══ THE RECORDS ══
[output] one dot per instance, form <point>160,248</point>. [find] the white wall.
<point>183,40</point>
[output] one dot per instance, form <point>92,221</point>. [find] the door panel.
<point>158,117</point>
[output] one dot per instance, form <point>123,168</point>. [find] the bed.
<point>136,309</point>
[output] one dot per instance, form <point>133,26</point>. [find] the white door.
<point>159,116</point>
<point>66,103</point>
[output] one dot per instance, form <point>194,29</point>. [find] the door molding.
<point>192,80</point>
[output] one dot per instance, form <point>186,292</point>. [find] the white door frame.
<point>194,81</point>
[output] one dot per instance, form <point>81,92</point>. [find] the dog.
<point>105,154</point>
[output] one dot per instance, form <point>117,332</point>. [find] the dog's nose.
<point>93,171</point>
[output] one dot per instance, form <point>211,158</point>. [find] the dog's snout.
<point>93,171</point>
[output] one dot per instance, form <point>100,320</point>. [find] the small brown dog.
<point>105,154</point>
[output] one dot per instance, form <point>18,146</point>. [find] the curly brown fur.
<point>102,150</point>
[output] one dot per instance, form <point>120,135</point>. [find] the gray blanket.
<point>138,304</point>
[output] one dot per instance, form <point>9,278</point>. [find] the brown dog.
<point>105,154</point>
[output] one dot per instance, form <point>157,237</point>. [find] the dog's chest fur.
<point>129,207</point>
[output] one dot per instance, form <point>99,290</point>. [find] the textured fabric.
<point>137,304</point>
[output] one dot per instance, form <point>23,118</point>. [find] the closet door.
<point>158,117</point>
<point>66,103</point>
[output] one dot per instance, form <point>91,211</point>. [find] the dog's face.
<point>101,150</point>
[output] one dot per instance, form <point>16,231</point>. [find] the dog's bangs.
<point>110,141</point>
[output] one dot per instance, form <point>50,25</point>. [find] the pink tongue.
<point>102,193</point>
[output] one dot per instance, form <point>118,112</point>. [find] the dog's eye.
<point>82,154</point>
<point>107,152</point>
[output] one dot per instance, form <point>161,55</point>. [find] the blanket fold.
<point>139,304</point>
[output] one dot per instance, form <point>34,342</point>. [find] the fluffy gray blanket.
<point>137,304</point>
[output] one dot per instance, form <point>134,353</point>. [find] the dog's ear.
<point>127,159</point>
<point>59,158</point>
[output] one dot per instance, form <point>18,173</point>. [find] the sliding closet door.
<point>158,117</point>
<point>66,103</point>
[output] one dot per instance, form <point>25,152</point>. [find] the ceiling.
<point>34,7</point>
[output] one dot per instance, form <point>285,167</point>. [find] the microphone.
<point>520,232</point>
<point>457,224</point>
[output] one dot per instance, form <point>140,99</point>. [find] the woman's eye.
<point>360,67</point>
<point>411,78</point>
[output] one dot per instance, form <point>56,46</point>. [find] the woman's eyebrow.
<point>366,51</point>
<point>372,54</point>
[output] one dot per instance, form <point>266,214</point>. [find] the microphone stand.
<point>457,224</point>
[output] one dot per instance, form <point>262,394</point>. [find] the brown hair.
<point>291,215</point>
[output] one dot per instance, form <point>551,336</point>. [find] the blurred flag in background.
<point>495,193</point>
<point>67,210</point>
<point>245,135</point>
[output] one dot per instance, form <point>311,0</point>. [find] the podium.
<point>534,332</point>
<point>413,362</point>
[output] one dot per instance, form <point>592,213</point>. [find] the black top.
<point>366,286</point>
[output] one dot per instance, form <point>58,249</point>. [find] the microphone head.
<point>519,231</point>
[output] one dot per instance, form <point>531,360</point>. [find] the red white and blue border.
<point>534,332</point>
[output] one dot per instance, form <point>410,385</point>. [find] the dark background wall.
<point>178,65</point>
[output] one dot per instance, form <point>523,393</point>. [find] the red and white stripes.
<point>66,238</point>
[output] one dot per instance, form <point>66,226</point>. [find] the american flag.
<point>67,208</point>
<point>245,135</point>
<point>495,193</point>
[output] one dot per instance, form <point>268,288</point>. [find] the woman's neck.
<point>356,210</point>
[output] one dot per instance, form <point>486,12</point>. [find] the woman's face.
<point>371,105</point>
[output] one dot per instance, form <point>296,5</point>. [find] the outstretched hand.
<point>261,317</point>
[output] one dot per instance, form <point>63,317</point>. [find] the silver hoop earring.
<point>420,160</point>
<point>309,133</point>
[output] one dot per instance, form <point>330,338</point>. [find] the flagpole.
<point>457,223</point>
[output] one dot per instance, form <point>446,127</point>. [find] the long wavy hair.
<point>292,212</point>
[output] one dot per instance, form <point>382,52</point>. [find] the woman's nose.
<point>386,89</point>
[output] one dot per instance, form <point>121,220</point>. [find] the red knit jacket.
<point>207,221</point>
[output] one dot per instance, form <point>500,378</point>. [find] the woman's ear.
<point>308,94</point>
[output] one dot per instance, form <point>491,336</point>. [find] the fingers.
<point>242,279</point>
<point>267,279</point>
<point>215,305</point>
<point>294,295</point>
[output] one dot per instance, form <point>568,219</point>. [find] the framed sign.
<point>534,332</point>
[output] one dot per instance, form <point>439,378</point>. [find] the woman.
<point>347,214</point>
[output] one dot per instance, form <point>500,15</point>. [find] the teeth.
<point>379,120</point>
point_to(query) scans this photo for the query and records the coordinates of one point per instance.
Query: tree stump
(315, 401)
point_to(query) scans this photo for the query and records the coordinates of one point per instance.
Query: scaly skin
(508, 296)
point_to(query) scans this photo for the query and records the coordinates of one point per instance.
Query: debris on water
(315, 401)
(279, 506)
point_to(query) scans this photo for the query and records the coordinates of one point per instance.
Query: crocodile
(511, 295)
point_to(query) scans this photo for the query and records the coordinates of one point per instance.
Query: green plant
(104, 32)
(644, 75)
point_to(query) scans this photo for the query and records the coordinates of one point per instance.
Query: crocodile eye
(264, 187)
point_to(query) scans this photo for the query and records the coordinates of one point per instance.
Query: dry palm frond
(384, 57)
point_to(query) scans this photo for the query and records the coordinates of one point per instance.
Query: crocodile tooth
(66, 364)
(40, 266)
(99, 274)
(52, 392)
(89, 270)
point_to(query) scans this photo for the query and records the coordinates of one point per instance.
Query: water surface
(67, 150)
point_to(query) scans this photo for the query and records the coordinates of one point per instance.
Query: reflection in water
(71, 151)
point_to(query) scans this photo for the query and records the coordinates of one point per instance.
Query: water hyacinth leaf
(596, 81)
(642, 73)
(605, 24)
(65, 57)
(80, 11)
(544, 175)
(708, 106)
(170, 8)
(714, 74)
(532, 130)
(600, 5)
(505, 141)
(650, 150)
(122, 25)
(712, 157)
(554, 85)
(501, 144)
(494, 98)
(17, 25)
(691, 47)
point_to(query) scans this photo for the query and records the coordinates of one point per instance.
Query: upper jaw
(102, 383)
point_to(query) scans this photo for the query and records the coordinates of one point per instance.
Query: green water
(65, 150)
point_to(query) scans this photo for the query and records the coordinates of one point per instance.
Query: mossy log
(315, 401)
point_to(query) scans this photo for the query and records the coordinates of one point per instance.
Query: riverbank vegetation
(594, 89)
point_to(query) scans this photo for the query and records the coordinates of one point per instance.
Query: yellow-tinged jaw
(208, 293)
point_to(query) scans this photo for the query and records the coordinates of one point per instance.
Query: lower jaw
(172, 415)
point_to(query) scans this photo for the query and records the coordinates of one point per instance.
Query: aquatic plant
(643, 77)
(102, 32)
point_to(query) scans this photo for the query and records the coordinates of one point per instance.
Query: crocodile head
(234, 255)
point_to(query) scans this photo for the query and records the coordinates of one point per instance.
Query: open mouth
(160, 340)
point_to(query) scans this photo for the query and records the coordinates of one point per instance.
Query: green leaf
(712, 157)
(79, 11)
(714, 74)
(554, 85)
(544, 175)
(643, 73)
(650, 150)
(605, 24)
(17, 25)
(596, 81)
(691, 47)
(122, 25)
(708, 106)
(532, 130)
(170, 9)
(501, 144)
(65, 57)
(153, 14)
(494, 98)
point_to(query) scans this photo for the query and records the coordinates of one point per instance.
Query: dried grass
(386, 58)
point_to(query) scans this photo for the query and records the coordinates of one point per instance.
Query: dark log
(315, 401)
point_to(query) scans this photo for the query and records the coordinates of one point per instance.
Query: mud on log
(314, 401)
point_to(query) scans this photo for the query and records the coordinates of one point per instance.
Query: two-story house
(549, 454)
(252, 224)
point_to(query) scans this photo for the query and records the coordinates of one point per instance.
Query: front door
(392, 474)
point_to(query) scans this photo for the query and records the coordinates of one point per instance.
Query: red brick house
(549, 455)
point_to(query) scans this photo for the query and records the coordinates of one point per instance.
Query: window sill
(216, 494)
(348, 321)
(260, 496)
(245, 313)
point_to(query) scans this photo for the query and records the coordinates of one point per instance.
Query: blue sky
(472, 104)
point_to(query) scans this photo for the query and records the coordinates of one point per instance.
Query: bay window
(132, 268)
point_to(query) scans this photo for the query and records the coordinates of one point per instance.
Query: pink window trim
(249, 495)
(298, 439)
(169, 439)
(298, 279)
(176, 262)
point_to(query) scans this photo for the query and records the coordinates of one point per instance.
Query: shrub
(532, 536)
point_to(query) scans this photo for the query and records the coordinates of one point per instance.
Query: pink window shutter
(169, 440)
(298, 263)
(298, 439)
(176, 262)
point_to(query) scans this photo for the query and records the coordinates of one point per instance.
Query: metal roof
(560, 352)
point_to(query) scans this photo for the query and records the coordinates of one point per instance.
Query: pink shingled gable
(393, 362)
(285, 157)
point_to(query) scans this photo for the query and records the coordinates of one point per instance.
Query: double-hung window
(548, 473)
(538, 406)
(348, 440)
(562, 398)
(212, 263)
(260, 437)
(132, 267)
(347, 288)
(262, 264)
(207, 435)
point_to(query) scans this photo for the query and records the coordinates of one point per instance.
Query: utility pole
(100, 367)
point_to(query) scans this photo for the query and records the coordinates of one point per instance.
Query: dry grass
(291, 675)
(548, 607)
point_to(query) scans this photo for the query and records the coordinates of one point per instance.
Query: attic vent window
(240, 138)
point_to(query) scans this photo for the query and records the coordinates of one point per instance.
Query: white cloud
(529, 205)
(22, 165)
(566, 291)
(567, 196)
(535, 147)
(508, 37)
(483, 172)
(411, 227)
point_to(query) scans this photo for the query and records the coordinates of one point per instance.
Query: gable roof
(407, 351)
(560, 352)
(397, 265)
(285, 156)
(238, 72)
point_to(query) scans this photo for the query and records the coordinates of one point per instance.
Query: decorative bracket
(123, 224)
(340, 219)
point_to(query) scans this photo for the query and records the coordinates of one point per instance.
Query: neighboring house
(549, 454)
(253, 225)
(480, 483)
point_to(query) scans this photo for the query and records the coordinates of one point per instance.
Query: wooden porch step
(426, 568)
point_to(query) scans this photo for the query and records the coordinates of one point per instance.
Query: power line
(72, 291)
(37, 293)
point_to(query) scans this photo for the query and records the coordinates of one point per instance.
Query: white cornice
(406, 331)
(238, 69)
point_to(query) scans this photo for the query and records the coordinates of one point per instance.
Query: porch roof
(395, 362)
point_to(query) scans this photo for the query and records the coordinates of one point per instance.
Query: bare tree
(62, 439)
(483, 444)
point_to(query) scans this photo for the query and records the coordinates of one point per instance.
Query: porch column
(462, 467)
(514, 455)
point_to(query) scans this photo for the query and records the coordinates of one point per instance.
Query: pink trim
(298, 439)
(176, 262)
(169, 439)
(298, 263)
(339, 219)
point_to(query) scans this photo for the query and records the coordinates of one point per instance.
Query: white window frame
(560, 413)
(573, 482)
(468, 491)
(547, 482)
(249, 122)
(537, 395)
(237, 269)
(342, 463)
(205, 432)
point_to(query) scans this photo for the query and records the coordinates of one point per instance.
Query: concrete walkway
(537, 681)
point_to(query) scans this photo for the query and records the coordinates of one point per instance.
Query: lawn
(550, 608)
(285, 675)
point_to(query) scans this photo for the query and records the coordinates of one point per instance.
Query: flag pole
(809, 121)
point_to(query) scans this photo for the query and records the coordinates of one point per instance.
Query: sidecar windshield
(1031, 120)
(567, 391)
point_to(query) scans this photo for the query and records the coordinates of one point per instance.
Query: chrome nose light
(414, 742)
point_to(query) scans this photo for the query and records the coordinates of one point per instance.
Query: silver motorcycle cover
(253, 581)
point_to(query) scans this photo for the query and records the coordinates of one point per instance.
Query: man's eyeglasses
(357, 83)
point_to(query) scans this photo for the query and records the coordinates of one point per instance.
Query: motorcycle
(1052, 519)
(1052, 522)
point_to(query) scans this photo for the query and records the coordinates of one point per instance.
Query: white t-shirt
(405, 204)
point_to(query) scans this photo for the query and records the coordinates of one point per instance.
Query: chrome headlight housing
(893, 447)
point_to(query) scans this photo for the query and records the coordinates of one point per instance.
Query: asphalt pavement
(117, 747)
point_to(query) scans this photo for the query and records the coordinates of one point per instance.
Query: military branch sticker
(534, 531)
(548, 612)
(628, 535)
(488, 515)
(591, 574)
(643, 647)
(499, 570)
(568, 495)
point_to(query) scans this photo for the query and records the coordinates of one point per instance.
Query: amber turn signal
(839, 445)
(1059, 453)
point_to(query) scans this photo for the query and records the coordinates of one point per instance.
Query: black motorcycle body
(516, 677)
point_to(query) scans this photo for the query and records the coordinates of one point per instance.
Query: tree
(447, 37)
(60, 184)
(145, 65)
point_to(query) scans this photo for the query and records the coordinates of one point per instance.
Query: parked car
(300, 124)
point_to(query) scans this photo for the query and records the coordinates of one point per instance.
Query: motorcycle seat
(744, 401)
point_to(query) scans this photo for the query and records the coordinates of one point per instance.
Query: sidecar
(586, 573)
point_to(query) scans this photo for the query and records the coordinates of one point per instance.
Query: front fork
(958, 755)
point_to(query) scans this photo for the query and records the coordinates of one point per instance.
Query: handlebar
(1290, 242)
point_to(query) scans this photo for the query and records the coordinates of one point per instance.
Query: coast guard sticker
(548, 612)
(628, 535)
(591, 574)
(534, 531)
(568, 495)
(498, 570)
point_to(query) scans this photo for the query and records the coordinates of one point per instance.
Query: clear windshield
═══
YOUR OBJECTIVE:
Write out precisely the lines from the one holding "Query: handlebar" through the end of the material, including both of those ends.

TASK RESULT:
Query: handlebar
(1290, 242)
point_to(query) scans this photo for the query and records the coordinates of one point per instance.
Query: coast guard sticker
(548, 612)
(628, 535)
(591, 574)
(534, 531)
(568, 495)
(498, 570)
point_to(query) scans this photo for the query and records the coordinates of one point per instance.
Query: clear windshield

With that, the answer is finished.